>> BEGIN

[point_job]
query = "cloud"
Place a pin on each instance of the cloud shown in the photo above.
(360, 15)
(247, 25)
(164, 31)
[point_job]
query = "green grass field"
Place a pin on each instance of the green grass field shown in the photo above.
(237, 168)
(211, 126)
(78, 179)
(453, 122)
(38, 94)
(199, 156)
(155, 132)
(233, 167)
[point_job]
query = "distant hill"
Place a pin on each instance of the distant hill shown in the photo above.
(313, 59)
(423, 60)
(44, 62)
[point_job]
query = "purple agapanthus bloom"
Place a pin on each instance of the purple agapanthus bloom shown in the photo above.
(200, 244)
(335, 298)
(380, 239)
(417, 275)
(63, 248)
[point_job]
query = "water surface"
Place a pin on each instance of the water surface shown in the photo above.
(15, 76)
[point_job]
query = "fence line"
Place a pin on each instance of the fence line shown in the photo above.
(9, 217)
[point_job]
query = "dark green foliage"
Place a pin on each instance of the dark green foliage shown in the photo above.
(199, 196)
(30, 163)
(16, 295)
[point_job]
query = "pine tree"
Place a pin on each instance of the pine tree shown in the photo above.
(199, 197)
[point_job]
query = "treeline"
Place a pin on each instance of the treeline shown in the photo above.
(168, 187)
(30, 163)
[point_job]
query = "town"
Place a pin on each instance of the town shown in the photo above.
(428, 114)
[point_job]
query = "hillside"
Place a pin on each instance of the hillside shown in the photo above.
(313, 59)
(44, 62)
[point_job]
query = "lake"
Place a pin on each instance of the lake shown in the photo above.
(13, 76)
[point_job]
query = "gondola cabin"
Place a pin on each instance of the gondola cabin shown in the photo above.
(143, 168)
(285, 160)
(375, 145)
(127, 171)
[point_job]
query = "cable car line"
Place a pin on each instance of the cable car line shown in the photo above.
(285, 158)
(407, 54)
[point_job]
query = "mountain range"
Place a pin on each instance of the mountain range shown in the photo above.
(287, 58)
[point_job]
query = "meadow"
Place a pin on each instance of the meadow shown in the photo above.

>> END

▶ Written problem:
Go through the listing and print each line exactly as it appears.

▶ Solution:
[point_job]
query = "cloud"
Place a pin on each instance of the cloud shown in the photo above.
(360, 15)
(247, 25)
(164, 31)
[point_job]
query = "green grass field"
Place a pin on each instance of the green grass field shown in the photo above.
(237, 168)
(211, 126)
(78, 179)
(453, 122)
(38, 94)
(199, 156)
(155, 132)
(233, 167)
[point_job]
query = "distant hill"
Place a pin on each instance of the distant hill shown in the photo above.
(313, 59)
(423, 60)
(44, 62)
[point_job]
query = "purple agapanthus bloom"
Place a pin on each instance of the purple agapanthus bloom shown in the photo above.
(200, 244)
(335, 298)
(380, 239)
(417, 275)
(63, 248)
[point_job]
query = "water surface"
Place a pin on each instance of the water surface shown in the photo above.
(15, 76)
[point_job]
query = "fence line"
Place a pin on each instance of the fence line shown in the photo above.
(9, 217)
[point_job]
query = "dark green foliage"
Place a pin on each instance of the dark green foliage shown in the photo above.
(199, 196)
(30, 163)
(16, 295)
[point_job]
query = "pine tree"
Place a pin on each instance of the pine tree shown in the photo above.
(199, 197)
[point_job]
query = "treeline"
Place a pin on each instance of the treeline shown in the photo above.
(168, 187)
(30, 163)
[point_job]
query = "town"
Place a pin on each instance of the town shown in the photo above.
(428, 114)
[point_job]
query = "hillside"
Place a pin on each instance of the hillside shown in the photo above.
(313, 59)
(44, 62)
[point_job]
query = "lake"
Place a pin on each instance of the lake shown in the photo above.
(13, 76)
[point_job]
query = "gondola cabin"
Place a pin on each instance of the gondola cabin shown in the photo above.
(143, 168)
(285, 160)
(375, 145)
(127, 171)
[point_job]
query = "cable car line"
Place a pin on each instance of the cable car line shown in the photo above.
(285, 158)
(407, 54)
[point_job]
query = "mountain range"
Place a pin on each instance of the mountain range shown in the photo above.
(287, 58)
[point_job]
query = "meadow"
Place a pin on each instance of the meadow shown in the photo above.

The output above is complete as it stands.